# [Records supplied]
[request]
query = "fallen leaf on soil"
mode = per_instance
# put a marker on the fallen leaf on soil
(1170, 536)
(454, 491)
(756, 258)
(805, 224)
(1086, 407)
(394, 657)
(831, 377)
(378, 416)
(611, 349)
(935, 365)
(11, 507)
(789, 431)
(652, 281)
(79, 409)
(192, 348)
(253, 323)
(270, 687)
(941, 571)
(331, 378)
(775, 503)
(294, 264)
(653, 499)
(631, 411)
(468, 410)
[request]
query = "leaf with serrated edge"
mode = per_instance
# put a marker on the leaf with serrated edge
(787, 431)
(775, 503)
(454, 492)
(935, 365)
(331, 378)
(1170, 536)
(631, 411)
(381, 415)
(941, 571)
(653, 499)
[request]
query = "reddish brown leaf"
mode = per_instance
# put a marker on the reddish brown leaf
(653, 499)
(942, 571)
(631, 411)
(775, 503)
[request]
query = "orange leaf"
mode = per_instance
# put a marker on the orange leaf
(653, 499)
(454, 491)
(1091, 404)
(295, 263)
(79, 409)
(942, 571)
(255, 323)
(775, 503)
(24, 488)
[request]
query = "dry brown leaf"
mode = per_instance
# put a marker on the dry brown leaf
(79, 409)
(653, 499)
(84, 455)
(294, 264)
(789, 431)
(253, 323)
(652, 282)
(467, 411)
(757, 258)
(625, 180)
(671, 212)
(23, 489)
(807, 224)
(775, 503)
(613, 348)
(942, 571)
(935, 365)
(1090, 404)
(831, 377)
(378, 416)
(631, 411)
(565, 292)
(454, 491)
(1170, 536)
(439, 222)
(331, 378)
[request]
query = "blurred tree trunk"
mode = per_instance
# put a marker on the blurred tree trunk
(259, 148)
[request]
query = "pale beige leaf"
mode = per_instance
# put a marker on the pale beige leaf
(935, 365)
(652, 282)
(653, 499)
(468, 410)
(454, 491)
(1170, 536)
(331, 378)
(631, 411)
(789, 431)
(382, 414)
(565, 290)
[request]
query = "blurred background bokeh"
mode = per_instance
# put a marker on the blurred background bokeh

# [Directive]
Return each line of the data exactly as written above.

# [Solved exercise]
[request]
query = "fallen leaf on soil"
mode = per_instance
# put a marker on the fallen leaf on soil
(1170, 536)
(454, 491)
(756, 258)
(805, 224)
(1086, 407)
(394, 657)
(831, 377)
(378, 416)
(611, 349)
(935, 365)
(11, 507)
(789, 431)
(652, 281)
(79, 409)
(192, 348)
(253, 323)
(270, 687)
(941, 571)
(331, 378)
(775, 503)
(294, 264)
(653, 499)
(631, 411)
(468, 410)
[request]
query = "leaf with serrated edge"
mode = per_instance
# put a marker on the leaf with serrated edge
(787, 431)
(775, 503)
(454, 492)
(935, 365)
(331, 378)
(1170, 536)
(631, 411)
(381, 415)
(941, 571)
(653, 499)
[request]
query = "reddish brown leaf"
mode = per_instance
# put a marker on the reddish brown leaf
(653, 499)
(942, 571)
(631, 411)
(775, 503)
[request]
query = "orange leaf"
mode = per_instance
# put a marker on the orange leaf
(653, 499)
(454, 491)
(1091, 404)
(295, 263)
(79, 409)
(942, 571)
(255, 323)
(775, 503)
(24, 488)
[request]
query = "dry brown leaf"
mode = per_instance
# put a marker on the dry brown leaf
(79, 409)
(653, 499)
(84, 455)
(294, 264)
(789, 431)
(253, 323)
(652, 282)
(467, 411)
(757, 258)
(625, 180)
(671, 212)
(23, 489)
(807, 224)
(775, 503)
(613, 348)
(942, 571)
(935, 365)
(1090, 404)
(831, 377)
(378, 416)
(631, 411)
(565, 292)
(454, 491)
(1170, 536)
(439, 222)
(331, 378)
[request]
query = "blurred tree trunk"
mode = per_instance
# put a marker on the blurred tree trunk
(259, 148)
[request]
query = "pale beige leaf"
mode = per_instance
# put a marker on the pale beige leaf
(935, 365)
(652, 282)
(653, 499)
(468, 410)
(454, 491)
(1170, 536)
(331, 378)
(631, 411)
(789, 431)
(382, 414)
(565, 290)
[request]
query = "blurred background bokeh"
mode = per_instance
# put a marker on the blurred background bokeh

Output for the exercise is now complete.